━━ TEXTE FOURNI ━━
Pas de femmes débauchées, de vagabonds ni de mendiants

Les numéros des 10 février 1750 (p. 45) et 21 novembre de la même année (p. 347-348) publient des ordonnances de Lyon et de Paris imposant toutes sortes d'obligations et d'interdictions « à tous vendeurs de caffé, Cabaretiers, Limonadiers, Eau-de-vie & autres liqueurs... » Il leur est par exemple défendu « de recevoir des femmes débauchées, des soldats, des vagabonds, des mendians », d'ouvrir les dimanches et fêtes pendant les offices divins, etc.

Les auberges et hôtels qui apparaissent épisodiquement en 1771, et en l'an VI, font régulièrement l'objet de mentions à partir de 1811 : 10 pour les hôtels, 13 pour les auberges qui deviennent respectivement 67 et 86 en 1821, 70 et 21 en 1836. Ici aussi la démarcation entre les deux catégories reste parfois floue, témoin cette notice du 20 février 1821, p. 3, dans la rubrique « à louer » :

Les Convives, dessin par Jean Coulon, dans La Vie lyonnaise : autrefois, aujourd'hui, par Emmanuel Vingtrinier Lyon, Bernoux etCumin, 1898, p. 151 (BM Lyon, Rés 156436).
━━━
━━ ENTRÉES PRÉSENTÉES ━━
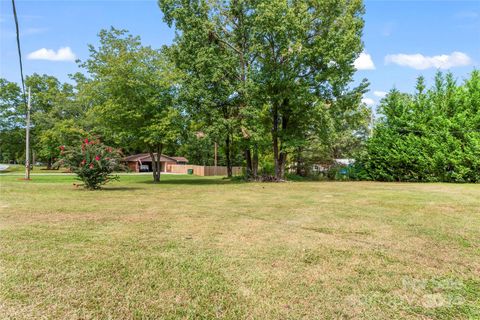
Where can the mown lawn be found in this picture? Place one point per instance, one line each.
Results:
(205, 248)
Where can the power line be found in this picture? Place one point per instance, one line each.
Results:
(19, 50)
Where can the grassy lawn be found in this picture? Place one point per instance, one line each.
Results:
(204, 248)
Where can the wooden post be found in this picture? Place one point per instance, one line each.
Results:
(27, 141)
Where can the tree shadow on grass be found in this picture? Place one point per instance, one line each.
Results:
(195, 181)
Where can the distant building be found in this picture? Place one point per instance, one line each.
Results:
(143, 162)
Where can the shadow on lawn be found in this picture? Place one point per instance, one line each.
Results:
(120, 189)
(196, 181)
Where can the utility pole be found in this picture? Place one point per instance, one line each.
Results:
(215, 159)
(27, 152)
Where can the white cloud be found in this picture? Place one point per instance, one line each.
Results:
(62, 54)
(467, 15)
(380, 94)
(364, 62)
(368, 101)
(420, 62)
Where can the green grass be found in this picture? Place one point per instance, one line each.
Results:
(205, 248)
(20, 169)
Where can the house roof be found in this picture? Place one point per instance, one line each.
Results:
(145, 157)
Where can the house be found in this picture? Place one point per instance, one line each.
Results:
(143, 162)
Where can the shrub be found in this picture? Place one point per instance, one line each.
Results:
(92, 162)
━━━
CONSIGNES
[A] Recopiez le passage du texte sur les cafés et auberges qui va de « Pas de femmes » à « offices divins, etc. ».
[B] Répondez aux questions suivantes d'après le texte sur les cafés et auberges :
(i) De quelles villes proviennent les ordonnances publiées en 1750 ?
(ii) Combien de mentions concernent les auberges en 1821 ?
(iii) Qui est l'auteur du dessin intitulé Les Convives ?
[C] Poursuivez le texte sur les cafés et auberges à partir de l'endroit où il s'arrête.

CORRIGÉ
[A]
Pas de femmes débauchées, de vagabonds ni de mendiants

Les numéros des 10 février 1750 (p. 45) et 21 novembre de la même année (p. 347-348) publient des ordonnances de Lyon et de Paris imposant toutes sortes d'obligations et d'interdictions « à tous vendeurs de caffé, Cabaretiers, Limonadiers, Eau-de-vie & autres liqueurs... » Il leur est par exemple défendu « de recevoir des femmes débauchées, des soldats, des vagabonds, des mendians », d'ouvrir les dimanches et fêtes pendant les offices divins, etc.

[B]
(i) De Lyon et de Paris.
(ii) 86.
(iii) Jean Coulon.

[C]
  1. Hôtel non garni, distribué et décoré tout fraîchement pour auberge, pouvant contenir trente lits de maîtres et vingt de domestiques, avec écuries voûtées pour soixante chevaux, une vaste cour, un puits intarissable, un vivier, et beaucoup d'autres aisance et dépendances ; en outre, des Bains publics bien achalandés, ainsi qu'un Café et deux Boutiques ; le tout situé sur le bord du canal Monsieur, à Dole, département du Jura, maison Vuilllier frères ; à louer ensemble ou séparément : s'adr. à M. Maurice, marchand de thé, place des Célestins, n° 10, à Lyon.
  2. Hôtel du Nord [note]Dans les salons de cet hôtel se donnaient des concerts - Liszt y joua. Il était situé rue Lafont devenue en 1945 rue Joseph-Serlin. à Lyon, dirigé par le sieur Capler. MM. les Voyageurs sont prévenus que ce vaste hôtel très-connu vient d'être meublé à neuf et dans le dernier goût ; la distribution des appartements ne laisse rien à désirer. Sa position est belle ; près du Théâtre, des quais et promenades ; et au centre du commerce, MM. les Voyageurs qui l'honoreront de leur présence, y trouveront sûreté et probité. Les tables d'hôte seront successivement servies de deux à trois heures ; il y a des écuries et remises
    (18 août, p. 14).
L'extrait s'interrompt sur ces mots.